» Extrait du document:
"""

UN ÉGYPTIEN À PARIS (CONCLUSION)

Publié le par Yaqzan


Sous Charles X et Louis-Philippe



Un Islam ouvert à la rencontre de l'Occident

En 1826, lorsque Rifa‘at at-Tahatoui et les 42 jeunes gens qu'il accompagne arrivent à Paris, l'Égypte, réveillée de sa torpeur par l'expédition de Bonaparte, est déjà engagée dans un  important processus de modernisation sous la direction énergique du Pacha Méhémet Ali arrivé au pouvoir quinze ans plus tôt. Le pacha est assisté dans son entreprise par  des savants, ingénieurs et techniciens étrangers pour la quasi-totalité français.

Impressionné par la discipline et l'efficacité militaires des Français qu'il a vus à l'oeuvre sous le commandement de Bonaparte, le pacha, qui nourrit des ambitions impérialistes au détriment du sultan ottoman dont il est théoriquement le vassal, veut d'abord moderniser son armée, puis l'administration, l'industrie, l'agriculture et les infrastructures routières et hydrauliques du pays. Le général-en-chef de son armée sera un Français, le colonel Sève, qui se convertira à l'Islam et restera célèbre en Egypte sous le nom de Soliman Pacha (1).

99-03-18.3
           Vue ancienne de la place Soliman Pacha
                aujourd'hui Talaat Harb au Caire


Méhémet Ali, qui aspire à asseoir son indépendance, entend doter son pays de savants et techniciens égyptiens capables de prendre le relais des étrangers dans la direction de l'administration, des industries, de l'agriculture de l'enseignement, et des services de santé. C'est la raison de l'envoi de la "mission Tahtaoui" à Paris.La capitale de la France, comme Londres, était alors un pôle scientifique vers lequel convergeaient des étudiants de nombreux pays, y compris des Amériques.

Tahtaoui, âgé à l'époque de 25 ans, est  diplômé de l'université islamique Al-Azhar, phare de l'orthodoxie sunnite pour l'ensemble du monde musulman. Il porte le titre d'imam et, à cet égard, l'intérêt essentiel de son récit, réside dans  la qualité du regard qu'il porte sur la société française au début de la révolution industrielle, société imprégnée de "l'esprit des Lumières" ou dominent le rationalisme et le positivisme au détriment du religieux, société bouillonnante de débats politiques, prompte à la révolte au nom des libertés démocratiques et où la parole est libre comme la pensée.

"""

» Consigne 1: D'après le texte sur Tahtaoui à Paris, quel âge avait Tahtaoui à cette époque ?
» Consigne 2: Poursuivez le texte sur Tahtaoui à Paris à partir de sa dernière phrase.
Les lignes qui viennent ensuite proviennent d'une autre source que le texte sur Tahtaoui à Paris.

» Lignes:
"""

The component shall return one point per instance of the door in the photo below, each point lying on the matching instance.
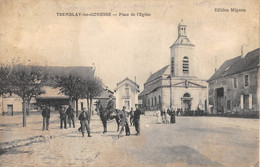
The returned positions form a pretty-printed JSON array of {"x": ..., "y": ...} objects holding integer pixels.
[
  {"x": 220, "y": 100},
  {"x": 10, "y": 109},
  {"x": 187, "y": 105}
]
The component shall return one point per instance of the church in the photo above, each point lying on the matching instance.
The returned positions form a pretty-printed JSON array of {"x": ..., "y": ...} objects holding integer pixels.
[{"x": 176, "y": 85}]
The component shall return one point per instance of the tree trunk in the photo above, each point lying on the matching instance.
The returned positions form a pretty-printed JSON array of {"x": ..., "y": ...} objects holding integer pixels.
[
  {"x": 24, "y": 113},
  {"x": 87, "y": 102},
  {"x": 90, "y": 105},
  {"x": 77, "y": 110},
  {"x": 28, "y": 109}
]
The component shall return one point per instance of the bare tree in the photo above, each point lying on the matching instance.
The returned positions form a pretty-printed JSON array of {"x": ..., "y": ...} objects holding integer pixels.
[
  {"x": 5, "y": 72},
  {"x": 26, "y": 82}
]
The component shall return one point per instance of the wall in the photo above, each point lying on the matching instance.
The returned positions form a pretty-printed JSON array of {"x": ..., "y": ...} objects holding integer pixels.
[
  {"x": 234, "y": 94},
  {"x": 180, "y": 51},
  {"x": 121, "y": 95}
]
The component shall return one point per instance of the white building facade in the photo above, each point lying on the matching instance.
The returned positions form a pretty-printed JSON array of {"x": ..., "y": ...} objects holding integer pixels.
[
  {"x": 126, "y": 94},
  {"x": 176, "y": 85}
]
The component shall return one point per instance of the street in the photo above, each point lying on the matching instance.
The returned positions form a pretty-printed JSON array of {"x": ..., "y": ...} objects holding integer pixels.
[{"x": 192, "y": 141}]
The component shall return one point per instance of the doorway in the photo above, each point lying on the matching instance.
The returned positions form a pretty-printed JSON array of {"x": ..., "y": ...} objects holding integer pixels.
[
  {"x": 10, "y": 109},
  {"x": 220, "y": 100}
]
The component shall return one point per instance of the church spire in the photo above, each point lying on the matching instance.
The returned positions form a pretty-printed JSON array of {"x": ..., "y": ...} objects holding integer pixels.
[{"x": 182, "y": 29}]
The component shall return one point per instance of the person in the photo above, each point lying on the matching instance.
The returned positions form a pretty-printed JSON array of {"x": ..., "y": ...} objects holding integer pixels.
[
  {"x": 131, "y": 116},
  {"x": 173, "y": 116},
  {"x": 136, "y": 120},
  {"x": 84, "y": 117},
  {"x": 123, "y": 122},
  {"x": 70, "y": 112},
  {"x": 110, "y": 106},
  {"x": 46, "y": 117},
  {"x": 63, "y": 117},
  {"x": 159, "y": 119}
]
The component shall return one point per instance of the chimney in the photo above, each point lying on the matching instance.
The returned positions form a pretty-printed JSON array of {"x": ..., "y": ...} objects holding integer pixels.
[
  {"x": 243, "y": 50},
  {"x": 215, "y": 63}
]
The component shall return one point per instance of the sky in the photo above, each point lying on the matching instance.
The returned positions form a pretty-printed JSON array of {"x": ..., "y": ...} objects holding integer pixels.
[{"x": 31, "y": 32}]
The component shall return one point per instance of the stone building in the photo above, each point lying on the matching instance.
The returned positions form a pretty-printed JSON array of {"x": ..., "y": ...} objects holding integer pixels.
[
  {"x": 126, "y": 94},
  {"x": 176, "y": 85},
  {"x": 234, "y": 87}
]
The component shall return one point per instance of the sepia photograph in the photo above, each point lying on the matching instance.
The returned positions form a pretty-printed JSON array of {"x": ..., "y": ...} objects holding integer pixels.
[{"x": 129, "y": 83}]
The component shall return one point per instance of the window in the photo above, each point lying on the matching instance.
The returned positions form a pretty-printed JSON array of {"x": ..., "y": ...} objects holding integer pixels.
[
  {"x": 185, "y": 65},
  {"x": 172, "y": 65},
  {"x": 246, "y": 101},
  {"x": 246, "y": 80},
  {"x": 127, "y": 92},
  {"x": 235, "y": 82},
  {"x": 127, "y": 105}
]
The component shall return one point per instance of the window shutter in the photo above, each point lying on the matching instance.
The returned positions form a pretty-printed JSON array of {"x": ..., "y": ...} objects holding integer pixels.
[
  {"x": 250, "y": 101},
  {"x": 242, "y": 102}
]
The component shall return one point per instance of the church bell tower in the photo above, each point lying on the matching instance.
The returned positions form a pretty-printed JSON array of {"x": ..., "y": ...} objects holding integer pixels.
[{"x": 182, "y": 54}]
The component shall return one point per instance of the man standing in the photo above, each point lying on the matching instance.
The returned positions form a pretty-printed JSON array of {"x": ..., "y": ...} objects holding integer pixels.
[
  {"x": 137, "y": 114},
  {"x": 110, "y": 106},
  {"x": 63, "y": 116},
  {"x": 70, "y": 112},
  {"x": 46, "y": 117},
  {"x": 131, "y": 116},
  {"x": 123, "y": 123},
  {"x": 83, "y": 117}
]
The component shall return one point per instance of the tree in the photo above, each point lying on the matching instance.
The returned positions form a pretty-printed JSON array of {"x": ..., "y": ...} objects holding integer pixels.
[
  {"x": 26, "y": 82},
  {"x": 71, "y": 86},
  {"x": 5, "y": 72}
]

"""

» Résultat 1: Il avait 25 ans.

» Résultat 2:
d'étonnement en étonnement
 
Tahtaoui et ses compagnons se trouvent dès leur débarquement à Marseille, plongés dans un univers où tout, y compris la langue, leur est totalement étranger. Hommes et femmes du 21e siècle, nous découvrons en même temps que lui, grâce à son récit, ces choses qui nous sont devenues à nous aussi fort lointaines. Tout est sujet d'étonnement y compris les choses les plus ordinaires comme prendre ses repas assis à table avec assiette, couteau, fourchette et cuiller . Et encore les calèches roulant sur les rues pavées, les diligences parcourant des routes bordées d'arbres soigneusement alignés, puis, à Paris, les balayeuses et arroseuses municipales, les transports en communs par omnibus hippomobiles, les établissements de bains-douches sur le bord de Seine et ceux qui vous livrent le bain à domicile sur commande avec baignoire, un fût d'eau chaude et un autre d'eau froide, les grands abattoirs, où, chaque fois qu'il est nécessaire, il envoie  l'un des ses protégés sacrifier une bête selon le rite islamique s'assurant ainsi de manger halal.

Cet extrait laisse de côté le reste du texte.